For each line below with the word "green", write out a copy.

Segment Start: Task inputs

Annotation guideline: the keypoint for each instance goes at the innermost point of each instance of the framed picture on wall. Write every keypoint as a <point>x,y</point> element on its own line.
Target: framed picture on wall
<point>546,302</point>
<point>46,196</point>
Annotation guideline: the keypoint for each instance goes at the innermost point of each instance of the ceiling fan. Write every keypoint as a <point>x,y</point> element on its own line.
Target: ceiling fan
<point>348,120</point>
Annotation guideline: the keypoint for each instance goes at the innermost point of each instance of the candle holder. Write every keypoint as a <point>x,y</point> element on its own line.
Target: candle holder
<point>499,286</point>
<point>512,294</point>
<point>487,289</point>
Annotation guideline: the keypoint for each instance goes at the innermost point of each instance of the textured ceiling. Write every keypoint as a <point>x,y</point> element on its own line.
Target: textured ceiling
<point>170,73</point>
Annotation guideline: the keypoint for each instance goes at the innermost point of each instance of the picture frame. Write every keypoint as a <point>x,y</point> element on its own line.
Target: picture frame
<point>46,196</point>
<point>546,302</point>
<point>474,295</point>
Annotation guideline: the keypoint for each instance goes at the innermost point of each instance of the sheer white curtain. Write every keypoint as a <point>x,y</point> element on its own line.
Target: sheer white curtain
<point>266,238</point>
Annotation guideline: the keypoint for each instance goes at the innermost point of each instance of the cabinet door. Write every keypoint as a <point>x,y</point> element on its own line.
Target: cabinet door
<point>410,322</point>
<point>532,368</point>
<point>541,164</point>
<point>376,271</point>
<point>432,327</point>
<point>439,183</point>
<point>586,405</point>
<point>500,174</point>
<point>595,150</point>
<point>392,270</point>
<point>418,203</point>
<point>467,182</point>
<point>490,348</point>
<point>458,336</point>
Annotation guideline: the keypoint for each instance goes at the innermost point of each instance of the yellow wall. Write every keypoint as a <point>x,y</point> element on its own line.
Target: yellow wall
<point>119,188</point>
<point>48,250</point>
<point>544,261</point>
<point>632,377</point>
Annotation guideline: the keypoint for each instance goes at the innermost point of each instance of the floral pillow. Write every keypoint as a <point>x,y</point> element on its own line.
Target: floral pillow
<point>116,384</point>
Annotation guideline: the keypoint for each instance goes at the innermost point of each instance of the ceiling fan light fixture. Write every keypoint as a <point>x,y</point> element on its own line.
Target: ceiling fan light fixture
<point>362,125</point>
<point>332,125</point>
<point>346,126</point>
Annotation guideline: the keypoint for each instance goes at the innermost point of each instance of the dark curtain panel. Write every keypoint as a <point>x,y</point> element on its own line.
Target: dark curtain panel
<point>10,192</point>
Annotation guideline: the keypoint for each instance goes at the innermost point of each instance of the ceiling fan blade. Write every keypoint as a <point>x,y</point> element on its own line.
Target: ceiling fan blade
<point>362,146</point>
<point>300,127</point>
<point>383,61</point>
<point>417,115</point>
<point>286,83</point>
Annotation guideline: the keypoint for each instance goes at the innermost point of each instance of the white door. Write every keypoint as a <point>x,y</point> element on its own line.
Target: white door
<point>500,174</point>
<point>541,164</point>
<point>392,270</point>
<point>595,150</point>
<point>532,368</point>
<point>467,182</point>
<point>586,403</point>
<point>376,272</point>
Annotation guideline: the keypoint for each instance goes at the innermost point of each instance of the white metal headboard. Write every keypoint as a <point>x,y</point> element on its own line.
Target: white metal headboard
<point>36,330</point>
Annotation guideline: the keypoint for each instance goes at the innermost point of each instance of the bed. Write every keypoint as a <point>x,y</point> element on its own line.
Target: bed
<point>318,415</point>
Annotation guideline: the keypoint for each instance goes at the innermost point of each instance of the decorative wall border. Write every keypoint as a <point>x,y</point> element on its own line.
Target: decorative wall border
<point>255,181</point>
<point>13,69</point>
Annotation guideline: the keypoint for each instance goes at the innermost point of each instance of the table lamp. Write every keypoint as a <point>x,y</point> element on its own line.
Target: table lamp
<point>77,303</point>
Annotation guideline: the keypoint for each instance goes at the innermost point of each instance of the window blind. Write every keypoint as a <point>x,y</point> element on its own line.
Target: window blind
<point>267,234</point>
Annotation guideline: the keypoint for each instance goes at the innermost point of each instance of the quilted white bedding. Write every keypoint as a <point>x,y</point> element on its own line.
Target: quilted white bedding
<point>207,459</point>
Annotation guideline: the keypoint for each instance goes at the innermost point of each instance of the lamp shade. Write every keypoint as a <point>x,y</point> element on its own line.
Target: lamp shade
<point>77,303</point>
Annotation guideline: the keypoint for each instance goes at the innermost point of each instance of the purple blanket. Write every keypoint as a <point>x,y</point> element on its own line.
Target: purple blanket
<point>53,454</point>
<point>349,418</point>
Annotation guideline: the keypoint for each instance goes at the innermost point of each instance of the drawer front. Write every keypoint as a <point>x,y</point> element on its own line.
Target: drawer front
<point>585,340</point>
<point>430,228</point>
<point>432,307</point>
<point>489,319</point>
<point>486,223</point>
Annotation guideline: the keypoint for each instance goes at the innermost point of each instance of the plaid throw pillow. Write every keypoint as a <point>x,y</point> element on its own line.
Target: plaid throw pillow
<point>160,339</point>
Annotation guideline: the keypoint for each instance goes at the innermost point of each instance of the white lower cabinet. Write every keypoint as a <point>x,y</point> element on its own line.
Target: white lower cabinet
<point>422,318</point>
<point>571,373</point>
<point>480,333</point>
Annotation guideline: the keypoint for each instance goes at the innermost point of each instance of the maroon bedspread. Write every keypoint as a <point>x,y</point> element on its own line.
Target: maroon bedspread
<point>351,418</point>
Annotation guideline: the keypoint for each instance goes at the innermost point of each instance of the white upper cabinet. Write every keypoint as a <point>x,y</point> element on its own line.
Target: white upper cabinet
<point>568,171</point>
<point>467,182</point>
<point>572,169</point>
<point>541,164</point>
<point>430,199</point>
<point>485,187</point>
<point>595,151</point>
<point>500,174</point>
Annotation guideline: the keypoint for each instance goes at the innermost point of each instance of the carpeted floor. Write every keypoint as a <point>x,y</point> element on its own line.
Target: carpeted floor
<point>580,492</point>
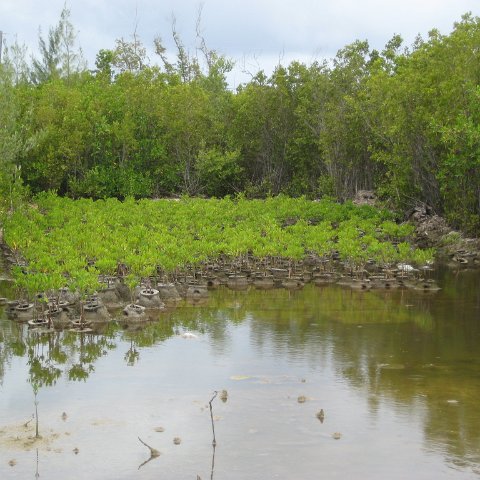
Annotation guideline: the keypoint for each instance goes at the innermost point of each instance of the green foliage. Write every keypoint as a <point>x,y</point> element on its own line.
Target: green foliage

Segment End: Task inputs

■ **Solution to this task**
Annotation guideline: the keypoint for each instance goes at the innermost point of each instance of the green foliage. Write every keypoint as a <point>x,y</point> element on its own line.
Target: green foliage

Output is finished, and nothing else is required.